• Your task: Quote, verbatim, all material below, without pictures.

• Data for this exercise:
◇ ◇ ◇ ◇ ◇

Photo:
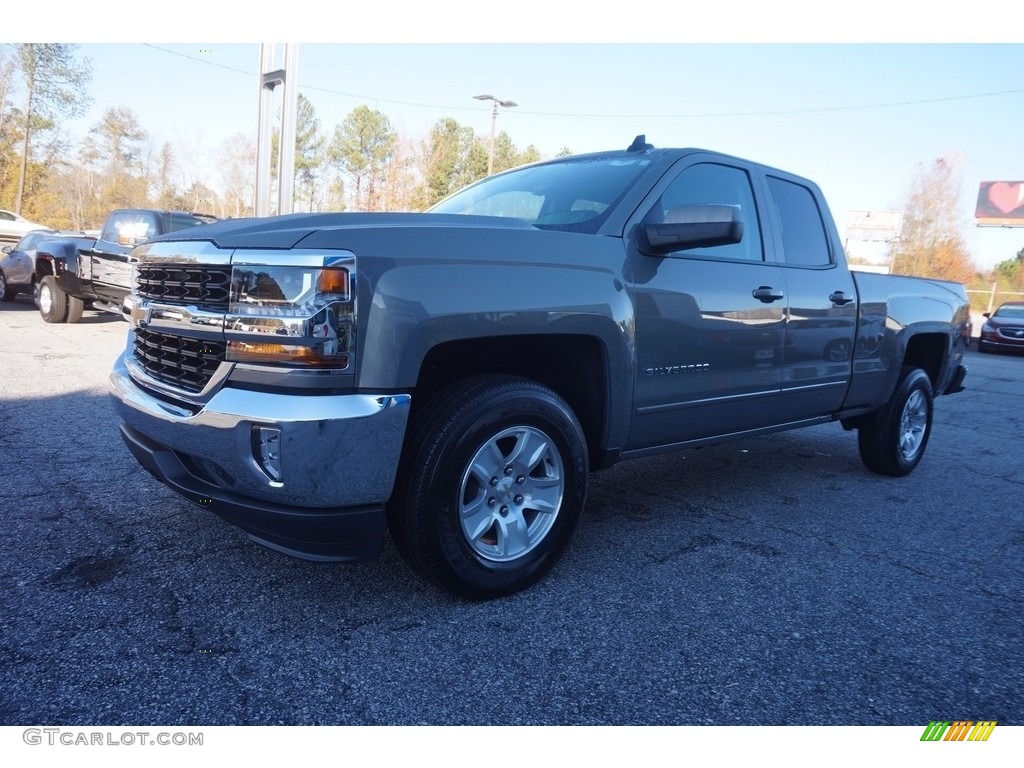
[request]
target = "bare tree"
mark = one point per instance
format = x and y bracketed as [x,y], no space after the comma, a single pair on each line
[931,243]
[237,162]
[54,85]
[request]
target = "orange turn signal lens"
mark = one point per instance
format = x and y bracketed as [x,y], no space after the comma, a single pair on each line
[244,351]
[334,281]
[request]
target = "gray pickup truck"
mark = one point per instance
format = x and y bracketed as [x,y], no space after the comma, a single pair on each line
[314,379]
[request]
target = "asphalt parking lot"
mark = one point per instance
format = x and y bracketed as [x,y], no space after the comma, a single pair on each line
[773,581]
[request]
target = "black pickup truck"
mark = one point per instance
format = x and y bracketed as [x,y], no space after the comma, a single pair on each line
[456,375]
[73,274]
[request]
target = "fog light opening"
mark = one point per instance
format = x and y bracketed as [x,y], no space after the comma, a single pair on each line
[266,452]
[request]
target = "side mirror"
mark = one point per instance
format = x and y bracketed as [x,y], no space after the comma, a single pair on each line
[693,226]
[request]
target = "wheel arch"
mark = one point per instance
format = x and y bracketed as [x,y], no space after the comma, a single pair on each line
[576,367]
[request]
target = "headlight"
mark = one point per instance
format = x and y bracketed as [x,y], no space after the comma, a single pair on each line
[300,315]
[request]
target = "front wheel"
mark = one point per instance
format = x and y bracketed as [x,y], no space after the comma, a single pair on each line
[893,440]
[52,301]
[491,487]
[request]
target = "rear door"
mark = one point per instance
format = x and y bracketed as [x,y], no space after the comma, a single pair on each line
[819,348]
[710,322]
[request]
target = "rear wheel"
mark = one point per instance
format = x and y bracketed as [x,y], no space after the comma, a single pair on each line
[893,440]
[491,487]
[52,301]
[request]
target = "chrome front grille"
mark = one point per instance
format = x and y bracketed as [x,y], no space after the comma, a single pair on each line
[185,363]
[185,284]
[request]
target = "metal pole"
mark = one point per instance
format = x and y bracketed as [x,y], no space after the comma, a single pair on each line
[494,125]
[266,84]
[289,112]
[269,80]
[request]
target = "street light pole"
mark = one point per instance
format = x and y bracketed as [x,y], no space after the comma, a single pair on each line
[494,125]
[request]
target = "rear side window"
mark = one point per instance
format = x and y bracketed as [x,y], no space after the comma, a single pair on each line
[804,241]
[711,183]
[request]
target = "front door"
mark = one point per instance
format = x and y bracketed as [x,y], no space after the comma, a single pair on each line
[710,322]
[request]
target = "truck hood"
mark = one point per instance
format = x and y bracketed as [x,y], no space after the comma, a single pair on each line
[287,231]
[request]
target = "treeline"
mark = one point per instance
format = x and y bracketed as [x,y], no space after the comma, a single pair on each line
[360,164]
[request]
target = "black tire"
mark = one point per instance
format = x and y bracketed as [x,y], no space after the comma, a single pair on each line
[893,440]
[52,301]
[529,442]
[6,292]
[75,308]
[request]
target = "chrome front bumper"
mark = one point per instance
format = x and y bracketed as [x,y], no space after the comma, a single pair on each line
[337,461]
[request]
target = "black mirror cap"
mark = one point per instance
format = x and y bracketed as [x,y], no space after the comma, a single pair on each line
[693,226]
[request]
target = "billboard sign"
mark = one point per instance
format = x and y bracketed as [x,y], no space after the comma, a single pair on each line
[873,226]
[1000,204]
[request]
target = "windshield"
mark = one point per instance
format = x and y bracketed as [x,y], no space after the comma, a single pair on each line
[1016,311]
[573,195]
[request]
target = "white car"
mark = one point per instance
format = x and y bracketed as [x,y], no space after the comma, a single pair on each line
[13,226]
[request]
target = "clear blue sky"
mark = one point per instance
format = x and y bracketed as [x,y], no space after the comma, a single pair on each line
[855,118]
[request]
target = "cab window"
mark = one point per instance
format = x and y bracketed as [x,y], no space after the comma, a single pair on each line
[711,183]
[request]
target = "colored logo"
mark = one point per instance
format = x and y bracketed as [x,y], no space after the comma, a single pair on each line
[958,730]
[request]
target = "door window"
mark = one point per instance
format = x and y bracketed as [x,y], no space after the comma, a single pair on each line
[711,183]
[804,241]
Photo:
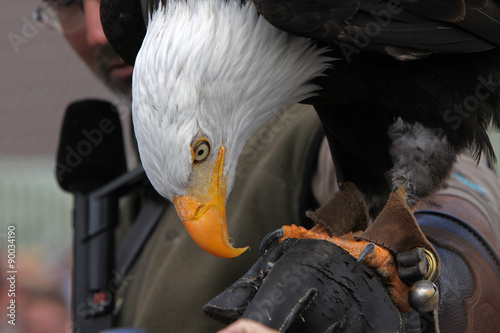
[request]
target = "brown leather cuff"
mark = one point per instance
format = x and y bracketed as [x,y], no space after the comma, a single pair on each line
[469,280]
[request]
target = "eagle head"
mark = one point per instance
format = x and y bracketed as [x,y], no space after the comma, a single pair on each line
[208,75]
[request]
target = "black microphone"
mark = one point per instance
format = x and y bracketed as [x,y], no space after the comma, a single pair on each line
[91,151]
[91,154]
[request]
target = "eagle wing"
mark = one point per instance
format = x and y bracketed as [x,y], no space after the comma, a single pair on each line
[405,30]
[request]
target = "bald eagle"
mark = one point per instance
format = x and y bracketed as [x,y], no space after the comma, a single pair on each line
[401,88]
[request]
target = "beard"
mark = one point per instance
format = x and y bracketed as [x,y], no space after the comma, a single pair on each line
[106,58]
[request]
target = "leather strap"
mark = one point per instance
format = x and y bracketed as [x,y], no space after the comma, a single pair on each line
[482,303]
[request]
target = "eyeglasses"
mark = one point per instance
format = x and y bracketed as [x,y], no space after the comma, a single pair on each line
[63,16]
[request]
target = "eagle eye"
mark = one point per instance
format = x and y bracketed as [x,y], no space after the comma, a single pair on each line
[201,150]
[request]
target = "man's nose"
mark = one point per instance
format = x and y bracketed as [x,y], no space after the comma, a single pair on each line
[95,34]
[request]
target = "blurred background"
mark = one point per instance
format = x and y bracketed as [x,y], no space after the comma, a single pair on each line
[39,76]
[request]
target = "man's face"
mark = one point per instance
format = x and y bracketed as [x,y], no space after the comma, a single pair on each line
[90,43]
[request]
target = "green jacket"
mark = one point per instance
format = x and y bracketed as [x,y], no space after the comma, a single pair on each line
[172,278]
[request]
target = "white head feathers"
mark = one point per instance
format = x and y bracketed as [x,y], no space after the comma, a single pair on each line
[216,69]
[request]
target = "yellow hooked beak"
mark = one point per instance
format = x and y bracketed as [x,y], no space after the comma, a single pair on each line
[204,215]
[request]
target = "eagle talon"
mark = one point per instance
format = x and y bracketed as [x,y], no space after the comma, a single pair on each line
[269,239]
[369,248]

◇ ◇ ◇ ◇ ◇

• Response for this exercise:
Photo:
[request]
target = "bare tree"
mark = one point per instance
format = x and y bracketed as [x,y], no space after the comma, a single pair on each line
[931,243]
[237,162]
[54,85]
[request]
target = "orange turn signal lens"
mark = one point per instance
format = x and y bracketed as [x,y], no space after the comma, a single pair on each line
[244,351]
[334,281]
[request]
target = "gray pickup truck"
mark = one point per instance
format = x and y bracketed as [x,y], no space after the comma, a single pair on each line
[314,379]
[request]
target = "asphalt parking lot"
mark = one point per instance
format = x and y bracketed as [x,y], no space after the comma, a single pair on each line
[773,581]
[request]
target = "black pickup truck"
mark = one point per instance
format = x and y bracketed as [x,y], no space after the comma, a single pair on each line
[456,375]
[73,274]
[request]
target = "fog light opening"
mark = one point per instance
format = x and y bracketed as [x,y], no space after the comma, a single pair on each line
[266,452]
[request]
target = "side mirror"
mark = one point per instance
format = x and y bracketed as [x,y], no space after the comma, a single pair on each line
[693,226]
[request]
target = "wheel arch"
mark = one point per instance
format = x and y bracketed as [x,y], no space after the comma, a single pair on each line
[576,367]
[request]
target = "headlight"
mark = one point per instance
format = x and y bracketed as [x,y], no space after the comma, a single pair on each line
[300,315]
[request]
target = "front wheel"
mark = one point per instance
format = x and y bracketed as [x,y], no space after the comma, a single pair on each line
[893,440]
[52,301]
[491,487]
[request]
target = "rear door"
mark = one point per instance
format = x and y bracketed as [x,y], no space after the comma, a single pair on each line
[819,348]
[710,322]
[request]
target = "rear wheel"
mark = one point per instance
format = x and y bracketed as [x,y], no space after the comma, a single pair on each line
[893,440]
[491,487]
[52,301]
[request]
target = "chrome front grille"
mark = one point per instance
format = x and y bracketed as [x,y], no space after the comma, a single pair on each line
[185,363]
[185,284]
[request]
target = "metal pole"
mark = one point per instance
format = x and y bracketed as [x,y], no space after the comma, a single pair on each line
[494,125]
[266,84]
[289,112]
[269,80]
[request]
target = "street light pole"
mark = one point per instance
format = x and y bracketed as [x,y], no space after the comma, a single pair on each line
[494,125]
[request]
target = "rear side window"
mark = one point per instance
format = x and y bracketed as [x,y], no space after the comma, a single pair on each line
[804,241]
[711,183]
[request]
target = "front door"
mark = one point per instance
format = x and y bracketed as [x,y], no space after the comma, a single pair on each line
[710,322]
[request]
target = "truck hood"
mark = one point per instance
format = x and y bracketed as [x,y], no space after the comma, a single pair on each line
[287,231]
[request]
target = "treeline"
mark = one point per instance
format = x and y bracketed as [x,y], no space after the comma, a single pair on each line
[360,164]
[request]
target = "black tire"
mark = one point per instance
format = x and y bracketed as [x,y], no space after the comma, a single pair on each line
[893,440]
[52,301]
[529,442]
[6,292]
[75,308]
[request]
target = "chrome front bumper"
mark = one point per instance
format = x and y bracketed as [x,y], no space after the comma, a single pair on each line
[337,461]
[request]
target = "black mirror cap"
mark = one point per instance
format = x and y bracketed as [x,y], no space after the comma, a single pair on each line
[693,226]
[request]
target = "billboard sign"
mark = one point per instance
format = x and y bracketed as [x,y], no space after the comma, a single pair on each line
[873,226]
[1000,204]
[request]
target = "windshield"
mark = one point per instance
format = x and y bracketed as [x,y], no space after the comma, a single pair on each line
[1016,311]
[573,195]
[request]
target = "white car"
mark = one point per instance
format = x and y bracketed as [x,y], no space after the comma, a single pair on each line
[13,226]
[request]
target = "clear blue sky"
mark = one point per instance
format = x and y bracketed as [x,y], no space after the comma, a single pair on each line
[855,118]
[request]
target = "cab window"
mark = one point per instance
format = x and y bracketed as [x,y], no space after the comma, a single pair on each line
[711,183]
[request]
target = "colored logo"
mark = one point per instance
format = x and y bracketed as [x,y], no space after the comma, a single pair on each line
[958,730]
[request]
target = "door window"
mark = one point per instance
format = x and y bracketed as [x,y], no space after the comma, a single pair on each line
[711,183]
[804,241]
Photo:
[request]
target = "brown leather cuff"
mark = one point per instance
format = x and y bracketed as [x,y], no space after the comma, a single pair on each line
[469,280]
[request]
target = "eagle head"
mark = one point per instance
format = x and y bracketed as [x,y], no space after the comma, a single pair on each line
[208,75]
[request]
target = "black microphone"
mark = one point per instance
format = x and y bracketed as [x,y], no space after the comma, a single pair on each line
[91,151]
[91,154]
[request]
target = "eagle wing"
mark = one point per instance
format = x and y bracketed as [x,y], no space after the comma, a single pair on each line
[405,30]
[request]
target = "bald eagle"
mark = one point per instance
format = x and y bracketed as [x,y], no space after the comma, a single pair on each line
[401,88]
[request]
target = "beard"
mark = one point per instance
format = x and y bracketed as [x,y], no space after the comma, a single pair on each line
[106,58]
[request]
target = "leather strap"
mark = one point per instance
format = x and y bracketed as [x,y], no space after the comma, a single pair on each line
[482,303]
[request]
target = "eyeglasses"
mark = one point per instance
format = x and y bracketed as [x,y], no space after the comma, a single pair on each line
[63,16]
[request]
target = "eagle eye"
mark = one point per instance
format = x and y bracketed as [x,y], no space after the comma, a single pair on each line
[201,150]
[request]
target = "man's nose"
mark = one point per instance
format = x and y bracketed as [x,y], no space after the comma, a single pair on each line
[95,34]
[request]
target = "blurred background"
mark = one point per instance
format = x and y bracketed as [x,y], no space after the comma, a single pair on each line
[39,76]
[request]
target = "man's face"
mark = one point per instance
format = x and y bracketed as [x,y], no space after the comma, a single pair on each line
[90,43]
[request]
target = "green jacket"
mark = one point per instance
format = x and y bracketed as [x,y], no space after the comma, a single pair on each line
[172,278]
[request]
target = "white head feathers"
mark = one point per instance
format = x and y bracketed as [x,y], no space after the comma, a single pair on each line
[216,69]
[request]
target = "yellow hooked beak"
mark = one point per instance
format = x and y bracketed as [x,y], no space after the comma, a single pair on each line
[204,215]
[request]
target = "eagle talon"
mark = one point per instance
format = x and y bracketed as [x,y], no space after the comma, a single pair on each line
[269,239]
[369,248]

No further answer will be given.